# Assigned task:
Answer these from the coverage options text below:
1. What does PRF insurance use to measure precipitation levels?
2. On what basis is crop hail coverage typically written?
3. Which kinds of livestock does the text list for Livestock Risk Protection?

# Document segment:
=== Begin Enclosure ===

COVERAGE OPTIONS

At Premier Crop Insurance, we help producers protect their operations with a full range of crop insurance products, including Multi-Peril Crop Insurance (MPCI), Livestock Risk Protection (LRP), and Pasture, Rangeland, and Forage (PRF). We also offer crop hail coverage and a variety of supplemental coverage options. We deliver these solutions through strong partnerships with our approved insurance providers (AIPs).

Multi-Peril Crop Insurance (MPCI) is a federally supported risk management program that helps farmers protect their operations against unavoidable losses caused by events like drought, excessive moisture, hail, disease, and other natural disasters. It provides coverage for both yield and revenue losses based on a producer’s historical production and selected coverage level and plan. Policies are subsidized by the federal government, making coverage more affordable while offering a reliable safety net that helps stabilize farm income and support long-term planning.

Livestock Risk Protection (LRP) is a federally supported insurance program that helps producers manage the risk of declining market prices for livestock, including cattle, swine, and lamb. It allows producers to lock in a coverage price for a specific number of head over a chosen coverage period. If market prices fall below the selected coverage price, and indemnity is paid to help offset the loss. With flexible coverage options and government subsidized premiums, LRP provides livestock producers with a practical tool to protect revenue and bring greater confidence to marketing decisions. 

Pasture Rangeland and Forage (PRF) insurance is a federally supported program designed to help livestock producers manage the risk of forage loss due to a lack of precipitation. PRF uses a rainfall index to measure precipitation levels in a producer’s area rather than on an individual operation. When rainfall falls below the selected coverage level during chosen intervals, and indemnity is triggered to help offset reduced grazing or hay production. With flexible interval selection and subsidized premiums, PRF offers a practical way for producers to protect against drought-related losses and maintain more consistent forage availability. 

Crop Hail Insurance is a private, supplemental coverage option that protects crops from direct physical damage caused by hail, and in many cases, additional perils such as fire, lightning, or vandalism. Unlike federally backed MPCI policies, crop hail coverage is not tied to government programs and can be purchased at any point during the growing season, often even after a crop has been planted and emerged. Coverage is typically written on an acre-by-acre basis, allowing producers to tailor protection to specific fields and risk levels. Because hail damage can be highly localized, crop hail insurance provides a valuable layer of protection to help safeguard crop value and reduce the financial impact of sudden, severe storms.

Supplemental and Private Products provide additional layers of protection beyond standard federally supported policies, helping producers fine-tune coverage to better match their individual risk exposure and financial goals. These products, such as SCO and ECO, can enhance coverage levels, reduce deductibles, or fill gaps not addressed by traditional policies. With flexible structures and customizable options, supplemental products allow producers to build a more comprehensive risk management strategy that strengthens protection against both yields and revenue loss.

=== End Enclosure ===

# Supplied material:
=== Begin Enclosure ===

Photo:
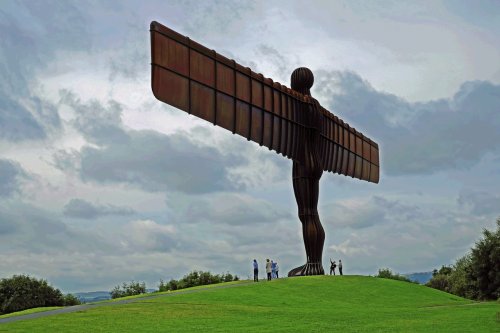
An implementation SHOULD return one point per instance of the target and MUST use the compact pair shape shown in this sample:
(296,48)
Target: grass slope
(308,304)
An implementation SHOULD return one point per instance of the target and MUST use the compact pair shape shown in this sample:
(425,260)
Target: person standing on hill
(332,266)
(269,269)
(255,271)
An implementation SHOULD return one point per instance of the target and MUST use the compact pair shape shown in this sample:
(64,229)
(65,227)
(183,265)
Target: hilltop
(308,304)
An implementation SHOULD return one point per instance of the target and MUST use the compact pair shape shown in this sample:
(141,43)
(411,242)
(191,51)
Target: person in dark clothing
(269,270)
(332,266)
(255,271)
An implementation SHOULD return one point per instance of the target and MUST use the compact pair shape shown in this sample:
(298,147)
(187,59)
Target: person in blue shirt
(255,271)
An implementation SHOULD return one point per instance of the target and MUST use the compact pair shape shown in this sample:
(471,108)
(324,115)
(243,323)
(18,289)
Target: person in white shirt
(269,269)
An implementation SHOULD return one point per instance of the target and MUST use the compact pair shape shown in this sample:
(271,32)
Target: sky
(100,183)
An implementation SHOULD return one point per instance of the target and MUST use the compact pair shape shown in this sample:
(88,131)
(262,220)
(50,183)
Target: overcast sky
(100,183)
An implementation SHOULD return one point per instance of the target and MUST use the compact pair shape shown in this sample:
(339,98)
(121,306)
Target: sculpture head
(302,80)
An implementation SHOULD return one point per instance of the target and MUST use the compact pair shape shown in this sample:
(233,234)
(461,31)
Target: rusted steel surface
(195,79)
(201,82)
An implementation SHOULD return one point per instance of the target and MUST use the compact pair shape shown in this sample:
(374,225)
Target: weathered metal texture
(202,82)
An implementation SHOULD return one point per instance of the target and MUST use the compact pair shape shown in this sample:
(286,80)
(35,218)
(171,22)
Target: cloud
(418,138)
(228,209)
(480,202)
(85,210)
(147,235)
(24,51)
(146,159)
(12,176)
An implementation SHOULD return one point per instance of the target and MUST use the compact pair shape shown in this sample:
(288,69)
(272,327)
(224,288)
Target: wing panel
(202,101)
(225,111)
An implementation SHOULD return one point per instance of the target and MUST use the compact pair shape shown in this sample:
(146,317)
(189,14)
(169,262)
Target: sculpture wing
(347,151)
(207,85)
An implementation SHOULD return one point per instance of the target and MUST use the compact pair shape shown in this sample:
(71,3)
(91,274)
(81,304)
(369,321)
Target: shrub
(21,292)
(485,264)
(133,288)
(196,278)
(477,274)
(386,273)
(70,300)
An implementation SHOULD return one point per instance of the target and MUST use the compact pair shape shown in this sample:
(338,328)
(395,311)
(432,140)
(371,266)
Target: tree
(477,274)
(130,289)
(386,273)
(21,292)
(485,264)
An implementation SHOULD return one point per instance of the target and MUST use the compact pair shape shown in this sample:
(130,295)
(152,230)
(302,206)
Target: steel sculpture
(203,83)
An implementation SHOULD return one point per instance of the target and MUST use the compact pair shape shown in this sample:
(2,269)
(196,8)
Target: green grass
(308,304)
(24,312)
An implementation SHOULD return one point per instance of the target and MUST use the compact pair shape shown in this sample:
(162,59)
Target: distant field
(308,304)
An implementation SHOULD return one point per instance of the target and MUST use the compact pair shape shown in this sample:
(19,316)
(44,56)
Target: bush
(386,273)
(133,288)
(477,274)
(485,264)
(196,278)
(21,292)
(70,300)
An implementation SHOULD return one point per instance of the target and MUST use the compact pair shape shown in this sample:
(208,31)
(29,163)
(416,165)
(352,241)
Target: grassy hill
(308,304)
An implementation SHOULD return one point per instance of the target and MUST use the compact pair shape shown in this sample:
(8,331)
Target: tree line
(476,275)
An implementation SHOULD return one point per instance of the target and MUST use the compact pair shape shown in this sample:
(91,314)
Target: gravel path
(84,307)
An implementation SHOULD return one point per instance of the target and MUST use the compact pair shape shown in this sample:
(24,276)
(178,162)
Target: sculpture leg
(306,189)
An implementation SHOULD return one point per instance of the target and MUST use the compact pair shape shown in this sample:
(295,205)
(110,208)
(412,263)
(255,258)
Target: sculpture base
(307,269)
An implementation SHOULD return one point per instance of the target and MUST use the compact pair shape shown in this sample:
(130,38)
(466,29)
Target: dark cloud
(30,34)
(36,230)
(144,159)
(363,213)
(480,202)
(85,210)
(419,138)
(11,177)
(230,209)
(16,122)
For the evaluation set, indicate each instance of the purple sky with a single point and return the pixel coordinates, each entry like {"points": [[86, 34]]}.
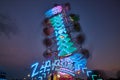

=== End Enclosure ===

# Written solution:
1. A rainfall index, which measures precipitation in a producer's area rather than on an individual operation.
2. An acre-by-acre basis.
3. Cattle, swine, and lamb.